» SOURCE
# # # # # # #

Franklin D. Roosevelt

Address on Receiving an Honorary Degree from Notre Dame University

December 09, 1935

Cardinal Mundelein, President O'Hara, you, the members of the great Notre Dame family, of whom I am proud and happy to become a part today:

In acknowledging the honor which, through the granting of this Degree, the University of Notre Dame confers upon me, I wish first personally to thank your President, the Very Reverend John F. O'Hara, and all the members of your faculty. And I cannot, without feeling a little choke in my voice, thank my old friend, His Eminence, Cardinal Mundelein.

I deeply appreciate the honor and the accompanying citation. One in public life learns that personally he can never be worthy of the honors that come to him as an official of the United States Government. But it is equally true that I am most happy to be so honored. The honor places upon me an additional obligation to try to live up to the citation, both for the sake of my country and, also, as a new alumnus of the University of Notre Dame. I am especially happy to take part in this special convocation called to honor the new Commonwealth of the Philippines. And I am especially privileged to have heard that brilliant address of Mr. Romulo, who so well represents his Commonwealth.

# # # # # # #

» EXTRACTED DATA
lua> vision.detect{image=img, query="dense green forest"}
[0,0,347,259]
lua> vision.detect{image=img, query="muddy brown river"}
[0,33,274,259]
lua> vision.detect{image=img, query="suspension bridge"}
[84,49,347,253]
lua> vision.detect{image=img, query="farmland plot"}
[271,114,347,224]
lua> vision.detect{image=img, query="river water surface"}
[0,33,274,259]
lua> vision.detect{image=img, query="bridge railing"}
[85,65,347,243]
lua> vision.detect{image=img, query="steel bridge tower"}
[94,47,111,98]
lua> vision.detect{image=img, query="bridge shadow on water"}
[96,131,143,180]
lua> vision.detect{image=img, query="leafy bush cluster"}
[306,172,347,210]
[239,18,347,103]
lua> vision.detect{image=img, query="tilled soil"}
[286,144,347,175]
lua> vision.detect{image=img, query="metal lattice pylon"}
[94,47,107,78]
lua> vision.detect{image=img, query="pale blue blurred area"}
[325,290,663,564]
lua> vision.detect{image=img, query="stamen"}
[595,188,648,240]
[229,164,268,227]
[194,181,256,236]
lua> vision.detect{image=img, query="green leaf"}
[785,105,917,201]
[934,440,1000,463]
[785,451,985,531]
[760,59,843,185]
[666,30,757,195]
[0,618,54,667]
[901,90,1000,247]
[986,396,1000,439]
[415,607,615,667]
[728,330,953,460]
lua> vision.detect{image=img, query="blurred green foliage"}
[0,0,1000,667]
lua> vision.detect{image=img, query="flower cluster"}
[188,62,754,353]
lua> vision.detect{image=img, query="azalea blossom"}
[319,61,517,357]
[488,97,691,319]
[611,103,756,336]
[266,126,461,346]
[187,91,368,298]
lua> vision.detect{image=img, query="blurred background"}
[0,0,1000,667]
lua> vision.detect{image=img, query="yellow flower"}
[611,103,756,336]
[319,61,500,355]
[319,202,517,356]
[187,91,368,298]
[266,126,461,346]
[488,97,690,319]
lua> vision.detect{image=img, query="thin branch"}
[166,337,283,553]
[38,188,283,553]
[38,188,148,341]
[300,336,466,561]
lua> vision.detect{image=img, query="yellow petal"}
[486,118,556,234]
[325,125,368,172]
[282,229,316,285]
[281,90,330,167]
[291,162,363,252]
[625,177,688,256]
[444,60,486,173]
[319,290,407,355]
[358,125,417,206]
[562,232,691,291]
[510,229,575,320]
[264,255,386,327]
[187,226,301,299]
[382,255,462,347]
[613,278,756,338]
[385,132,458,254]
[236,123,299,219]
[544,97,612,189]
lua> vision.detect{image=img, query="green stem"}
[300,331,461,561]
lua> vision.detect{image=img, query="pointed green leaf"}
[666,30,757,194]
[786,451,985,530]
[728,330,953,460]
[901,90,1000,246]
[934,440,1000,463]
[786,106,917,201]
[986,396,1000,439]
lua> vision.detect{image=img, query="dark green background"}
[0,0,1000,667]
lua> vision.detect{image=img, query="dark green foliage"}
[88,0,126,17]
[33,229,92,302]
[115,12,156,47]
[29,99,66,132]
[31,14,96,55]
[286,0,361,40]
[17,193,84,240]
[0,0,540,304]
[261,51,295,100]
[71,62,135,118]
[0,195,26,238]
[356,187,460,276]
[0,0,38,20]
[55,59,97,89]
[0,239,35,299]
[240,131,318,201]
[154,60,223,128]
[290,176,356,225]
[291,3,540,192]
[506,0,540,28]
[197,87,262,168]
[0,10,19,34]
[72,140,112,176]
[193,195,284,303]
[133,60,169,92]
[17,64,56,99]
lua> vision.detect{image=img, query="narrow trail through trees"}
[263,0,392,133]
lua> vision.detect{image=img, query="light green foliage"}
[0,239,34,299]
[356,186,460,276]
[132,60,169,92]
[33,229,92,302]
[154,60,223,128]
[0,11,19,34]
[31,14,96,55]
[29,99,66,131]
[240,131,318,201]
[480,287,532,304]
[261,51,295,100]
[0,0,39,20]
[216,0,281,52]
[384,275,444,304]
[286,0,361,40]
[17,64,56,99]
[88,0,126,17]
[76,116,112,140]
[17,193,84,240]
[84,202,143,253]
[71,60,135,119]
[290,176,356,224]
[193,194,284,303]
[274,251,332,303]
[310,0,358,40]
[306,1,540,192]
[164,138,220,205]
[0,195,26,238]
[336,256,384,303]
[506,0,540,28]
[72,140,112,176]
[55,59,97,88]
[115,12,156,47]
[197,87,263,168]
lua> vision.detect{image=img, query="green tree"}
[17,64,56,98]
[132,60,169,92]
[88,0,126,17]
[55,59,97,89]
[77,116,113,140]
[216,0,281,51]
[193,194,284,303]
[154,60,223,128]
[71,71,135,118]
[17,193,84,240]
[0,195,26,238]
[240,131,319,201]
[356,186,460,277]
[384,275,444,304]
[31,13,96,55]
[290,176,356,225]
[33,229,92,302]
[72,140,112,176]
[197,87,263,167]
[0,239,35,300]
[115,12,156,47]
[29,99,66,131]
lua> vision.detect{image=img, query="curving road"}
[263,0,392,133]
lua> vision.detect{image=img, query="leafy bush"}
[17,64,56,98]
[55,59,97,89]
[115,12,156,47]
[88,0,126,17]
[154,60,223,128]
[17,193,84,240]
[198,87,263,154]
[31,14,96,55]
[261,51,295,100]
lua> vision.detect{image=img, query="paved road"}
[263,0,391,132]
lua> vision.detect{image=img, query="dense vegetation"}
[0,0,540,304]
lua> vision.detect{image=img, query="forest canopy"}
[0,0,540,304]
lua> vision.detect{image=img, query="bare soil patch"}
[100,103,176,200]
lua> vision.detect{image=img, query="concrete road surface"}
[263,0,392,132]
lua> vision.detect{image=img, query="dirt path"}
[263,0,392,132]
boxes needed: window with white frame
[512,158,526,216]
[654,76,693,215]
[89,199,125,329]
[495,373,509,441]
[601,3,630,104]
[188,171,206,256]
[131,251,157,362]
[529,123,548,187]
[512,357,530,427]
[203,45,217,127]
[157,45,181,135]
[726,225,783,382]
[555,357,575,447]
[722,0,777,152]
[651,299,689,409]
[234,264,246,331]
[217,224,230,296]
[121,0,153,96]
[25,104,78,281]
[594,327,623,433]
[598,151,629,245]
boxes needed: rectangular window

# # # # # # #

» TASKS TO CARRY OUT
• 1. Answer each question from the Notre Dame degree address:
(a) What date does the address carry?
(b) Who is named as President of the university?
(c) Whose address does the speaker say he was privileged to have heard?
• 2. Pick up the Notre Dame degree address after its final sentence and carry it forward for another paragraph or two in the same voice.

» FINAL ANSWERS
• 1.
(a) December 09, 1935
(b) The Very Reverend John F. O'Hara
(c) Mr. Romulo's

• 2.
It cannot seem so long because even I remember it; and yet it is almost forty years since the United States took over the sovereignty of the Philippine Islands. The acceptance of sovereignty was but an obligation to serve the people of the Philippines until the day they might themselves be independent and take their own place among the Nations of the world.

We are here to welcome the Commonwealth. I consider it one of the happiest events in my office as President of the United States, to have signed in the name of the United States the instrument which will give national freedom to the Philippine people.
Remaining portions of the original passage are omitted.